— start —

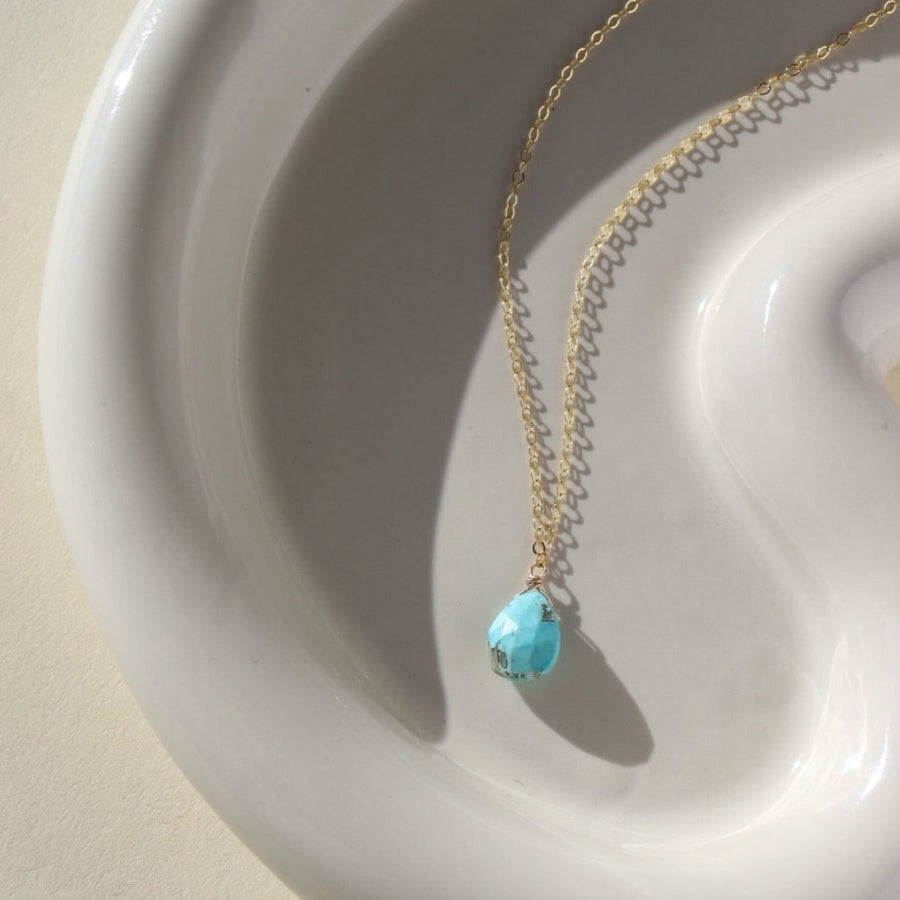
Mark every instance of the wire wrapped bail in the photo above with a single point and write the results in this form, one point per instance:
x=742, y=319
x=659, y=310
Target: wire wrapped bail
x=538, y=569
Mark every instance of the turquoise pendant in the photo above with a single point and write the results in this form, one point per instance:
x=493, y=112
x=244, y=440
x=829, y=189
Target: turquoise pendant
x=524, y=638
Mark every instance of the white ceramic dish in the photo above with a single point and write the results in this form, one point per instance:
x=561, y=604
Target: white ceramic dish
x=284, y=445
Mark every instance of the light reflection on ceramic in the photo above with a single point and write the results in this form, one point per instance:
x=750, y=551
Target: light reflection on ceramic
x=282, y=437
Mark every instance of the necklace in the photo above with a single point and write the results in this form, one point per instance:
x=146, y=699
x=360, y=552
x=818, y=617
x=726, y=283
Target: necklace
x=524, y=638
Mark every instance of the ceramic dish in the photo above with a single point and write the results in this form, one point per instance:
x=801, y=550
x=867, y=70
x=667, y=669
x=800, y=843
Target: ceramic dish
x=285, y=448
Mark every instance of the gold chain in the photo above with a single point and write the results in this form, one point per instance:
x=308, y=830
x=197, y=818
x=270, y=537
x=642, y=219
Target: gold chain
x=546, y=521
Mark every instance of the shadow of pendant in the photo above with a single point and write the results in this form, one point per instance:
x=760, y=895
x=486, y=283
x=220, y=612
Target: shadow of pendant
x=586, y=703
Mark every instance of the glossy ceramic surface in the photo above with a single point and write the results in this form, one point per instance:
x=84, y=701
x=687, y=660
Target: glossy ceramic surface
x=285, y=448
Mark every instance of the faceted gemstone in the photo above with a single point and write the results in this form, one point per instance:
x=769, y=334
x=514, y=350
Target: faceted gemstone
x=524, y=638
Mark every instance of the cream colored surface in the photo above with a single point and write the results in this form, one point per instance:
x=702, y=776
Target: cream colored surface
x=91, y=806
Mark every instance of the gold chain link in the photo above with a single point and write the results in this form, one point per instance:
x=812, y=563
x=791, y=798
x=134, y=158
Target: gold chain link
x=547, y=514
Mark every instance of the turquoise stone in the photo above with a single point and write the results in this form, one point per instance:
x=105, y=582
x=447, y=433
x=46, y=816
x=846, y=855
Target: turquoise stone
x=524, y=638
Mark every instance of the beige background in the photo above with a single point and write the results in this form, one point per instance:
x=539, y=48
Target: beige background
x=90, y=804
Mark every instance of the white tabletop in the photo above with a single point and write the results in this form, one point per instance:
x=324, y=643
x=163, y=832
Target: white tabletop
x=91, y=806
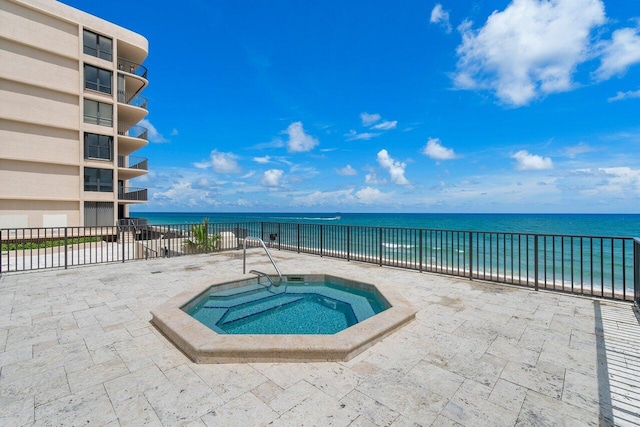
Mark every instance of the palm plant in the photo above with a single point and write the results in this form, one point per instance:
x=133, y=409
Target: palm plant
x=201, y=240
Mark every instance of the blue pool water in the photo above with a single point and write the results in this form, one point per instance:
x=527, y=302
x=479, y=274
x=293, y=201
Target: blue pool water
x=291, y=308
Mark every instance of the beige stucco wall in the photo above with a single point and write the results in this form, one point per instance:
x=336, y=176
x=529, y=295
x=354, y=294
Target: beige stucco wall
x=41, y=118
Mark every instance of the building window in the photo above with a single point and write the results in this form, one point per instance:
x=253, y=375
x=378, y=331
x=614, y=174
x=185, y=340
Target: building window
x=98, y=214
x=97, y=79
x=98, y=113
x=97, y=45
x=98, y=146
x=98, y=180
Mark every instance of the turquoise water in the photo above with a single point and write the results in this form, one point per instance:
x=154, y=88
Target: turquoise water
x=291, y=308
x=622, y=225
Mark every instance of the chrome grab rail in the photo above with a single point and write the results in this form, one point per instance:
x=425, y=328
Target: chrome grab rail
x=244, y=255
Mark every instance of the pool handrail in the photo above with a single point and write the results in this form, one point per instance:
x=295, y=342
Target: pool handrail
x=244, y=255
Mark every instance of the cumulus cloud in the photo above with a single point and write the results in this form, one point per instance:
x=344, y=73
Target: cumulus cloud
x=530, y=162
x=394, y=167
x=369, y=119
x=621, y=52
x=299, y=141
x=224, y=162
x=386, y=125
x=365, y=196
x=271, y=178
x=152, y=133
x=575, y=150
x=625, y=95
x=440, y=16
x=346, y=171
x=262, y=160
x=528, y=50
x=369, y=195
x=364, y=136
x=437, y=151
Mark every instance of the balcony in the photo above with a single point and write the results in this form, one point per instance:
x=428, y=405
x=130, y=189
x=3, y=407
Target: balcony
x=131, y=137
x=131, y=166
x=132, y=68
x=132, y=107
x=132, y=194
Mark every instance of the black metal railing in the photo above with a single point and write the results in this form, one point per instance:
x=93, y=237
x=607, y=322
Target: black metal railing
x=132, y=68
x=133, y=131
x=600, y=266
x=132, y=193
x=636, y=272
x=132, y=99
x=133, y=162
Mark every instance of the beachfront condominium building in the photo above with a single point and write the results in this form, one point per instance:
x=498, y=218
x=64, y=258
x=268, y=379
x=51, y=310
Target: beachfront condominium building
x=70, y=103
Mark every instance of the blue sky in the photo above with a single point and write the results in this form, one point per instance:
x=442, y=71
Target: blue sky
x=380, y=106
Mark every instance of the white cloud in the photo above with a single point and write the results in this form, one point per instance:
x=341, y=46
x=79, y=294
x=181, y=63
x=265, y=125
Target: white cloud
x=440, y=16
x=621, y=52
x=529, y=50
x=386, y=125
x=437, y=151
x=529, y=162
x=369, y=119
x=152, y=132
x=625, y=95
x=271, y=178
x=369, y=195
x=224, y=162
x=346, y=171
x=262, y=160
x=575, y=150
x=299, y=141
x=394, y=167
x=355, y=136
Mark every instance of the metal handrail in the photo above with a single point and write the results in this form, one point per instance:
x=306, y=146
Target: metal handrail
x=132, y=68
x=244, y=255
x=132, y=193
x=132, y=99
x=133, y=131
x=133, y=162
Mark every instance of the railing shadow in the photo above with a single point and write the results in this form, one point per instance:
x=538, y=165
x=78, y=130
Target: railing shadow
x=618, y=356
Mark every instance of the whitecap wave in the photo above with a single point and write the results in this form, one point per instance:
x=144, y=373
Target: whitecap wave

— end —

- **DIRECTIONS**
Can you copy all of the material above word for word, leaving out the pictures?

- **EXERCISE OUTPUT**
Mark every instance of the wire wrapped bail in the photo above with a single point and write the results in this form, one point per instance:
x=742, y=319
x=659, y=310
Target: wire wrapped bail
x=538, y=569
Mark every instance of the turquoise pendant in the photo above with a single point and write the results in this form, one point per instance:
x=493, y=112
x=244, y=440
x=829, y=189
Target: turquoise pendant
x=524, y=638
Mark every instance of the white ceramic dish in the photo above with a single point and write the results in this form, one point per instance:
x=561, y=604
Target: white ceramic dish
x=284, y=445
Mark every instance of the light reflection on ceramic in the photo above with a single point and write the results in this form, one point per instance:
x=750, y=551
Target: light reflection on ceramic
x=282, y=437
Mark every instance of the necklace in the photo above with a single point and write the results in this form, one point per instance:
x=146, y=699
x=360, y=552
x=818, y=617
x=726, y=283
Target: necklace
x=524, y=638
Mark every instance of the ceramic dish in the photo above with a single point and write the results in this form, one point per instance:
x=801, y=550
x=867, y=70
x=667, y=669
x=800, y=843
Target: ceramic dish
x=285, y=448
Mark every instance of the gold chain in the photo above with a single point and write the results in this form, one point per instance:
x=308, y=830
x=197, y=818
x=270, y=537
x=642, y=219
Target: gold chain
x=546, y=521
Mark every instance of the shadow of pendant in the photo above with a single point and write the results in this form, one point per instance:
x=760, y=895
x=486, y=283
x=220, y=612
Target: shadow of pendant
x=586, y=703
Mark every instance of the glossy ceramic surface in the photo above with a single point and write the results in this form, one point per instance:
x=84, y=701
x=687, y=660
Target: glossy ceramic surface
x=285, y=448
Mark every instance of the faceted gemstone in the photo above with a single point and write the results in this form, one point per instance:
x=769, y=334
x=514, y=350
Target: faceted gemstone
x=524, y=638
Mark every instance of the cream colored surface in the photo above with a single point and write the results in this form, one point per instance:
x=702, y=776
Target: cream colored surface
x=91, y=806
Mark every instance of the gold chain link in the photo above with a single point and write the results in this form, one point per instance:
x=812, y=563
x=791, y=798
x=134, y=158
Target: gold chain link
x=547, y=514
Mark every instance of the turquoise stone in the photo above with a single point and write the results in this form, one point per instance:
x=105, y=582
x=447, y=433
x=46, y=816
x=846, y=855
Target: turquoise stone
x=524, y=638
Mark every instance of the beige background in the photo above with a single point and write the results in this form, one point per instance:
x=539, y=48
Target: beige background
x=90, y=804
Mark every instance of the white tabletop in the photo above with a single point and write the results in this form, one point per instance:
x=324, y=643
x=163, y=832
Target: white tabletop
x=91, y=806
Mark every instance of the palm plant in the photo above with a single point and write the results in this form, one point per instance:
x=133, y=409
Target: palm plant
x=201, y=240
Mark every instance of the blue pool water in the photo above with a single point and write the results in this form, one point per instance:
x=527, y=302
x=479, y=274
x=293, y=201
Target: blue pool water
x=291, y=308
Mark every instance of the beige stucco wall in the photo above with a single point and write the results in this form, one point per instance:
x=336, y=176
x=529, y=295
x=354, y=294
Target: beige stucco wall
x=41, y=118
Mark every instance of the building window in the photo above with a single point and write the results in this form, one point per instance:
x=253, y=375
x=378, y=331
x=614, y=174
x=185, y=340
Target: building window
x=98, y=214
x=97, y=79
x=98, y=113
x=97, y=45
x=98, y=146
x=98, y=180
Mark every instance of the turquoise water in the photo above with a single point and write the results in this form, one point per instance:
x=154, y=88
Target: turquoise water
x=291, y=308
x=622, y=225
Mark every instance of the chrome grab rail in the photo above with a single point and write the results in this form, one point per instance:
x=425, y=328
Target: chrome grab rail
x=244, y=255
Mark every instance of the pool handrail in the photo above with a single point and write the results in this form, one point per instance:
x=295, y=342
Target: pool handrail
x=244, y=255
Mark every instance of the cumulus cloud in the photo above with a single point and write the results in this form, one point per instance:
x=344, y=73
Target: cumulus cloud
x=530, y=162
x=394, y=167
x=369, y=119
x=621, y=52
x=299, y=141
x=224, y=162
x=386, y=125
x=365, y=196
x=271, y=178
x=152, y=133
x=575, y=150
x=625, y=95
x=440, y=16
x=346, y=171
x=262, y=160
x=528, y=50
x=369, y=195
x=364, y=136
x=437, y=151
Mark every instance of the balcony in the photo above with a single point and write the results in this form, one point per instance:
x=428, y=405
x=130, y=189
x=3, y=407
Target: balcony
x=131, y=137
x=131, y=166
x=132, y=68
x=132, y=107
x=132, y=194
Mark every instance of the black metal railing in the photo above with a single point and write the results in this form, one point per instance:
x=93, y=237
x=607, y=322
Target: black metal railing
x=132, y=68
x=133, y=131
x=600, y=266
x=132, y=193
x=636, y=272
x=132, y=99
x=133, y=162
Mark every instance of the beachfront condominium building in the photo above with a single point and write the results in this form, one point per instance:
x=498, y=218
x=64, y=258
x=268, y=379
x=51, y=310
Target: beachfront condominium building
x=70, y=103
Mark every instance of the blue sky in the photo above with a single point and write the results in this form, one point per instance:
x=442, y=71
Target: blue sky
x=380, y=106
Mark every instance of the white cloud in the photo above with a single point and write the results in this form, one point per instance:
x=341, y=46
x=79, y=294
x=181, y=63
x=265, y=125
Target: white cloud
x=440, y=16
x=621, y=52
x=529, y=50
x=386, y=125
x=437, y=151
x=529, y=162
x=369, y=119
x=152, y=132
x=625, y=95
x=271, y=178
x=369, y=195
x=224, y=162
x=346, y=171
x=262, y=160
x=575, y=150
x=299, y=141
x=394, y=167
x=355, y=136
Mark every instance of the metal handrail in the photo above with a single point and write the results in this form, one point per instance:
x=306, y=146
Target: metal handrail
x=132, y=68
x=244, y=255
x=132, y=193
x=132, y=99
x=133, y=131
x=133, y=162
Mark every instance of the railing shadow in the photo above with a single point and write the results in this form, one point per instance:
x=538, y=165
x=78, y=130
Target: railing shadow
x=618, y=356
Mark every instance of the whitecap wave in the photo above with a single point and write the results in this form, one point per instance:
x=144, y=373
Target: whitecap wave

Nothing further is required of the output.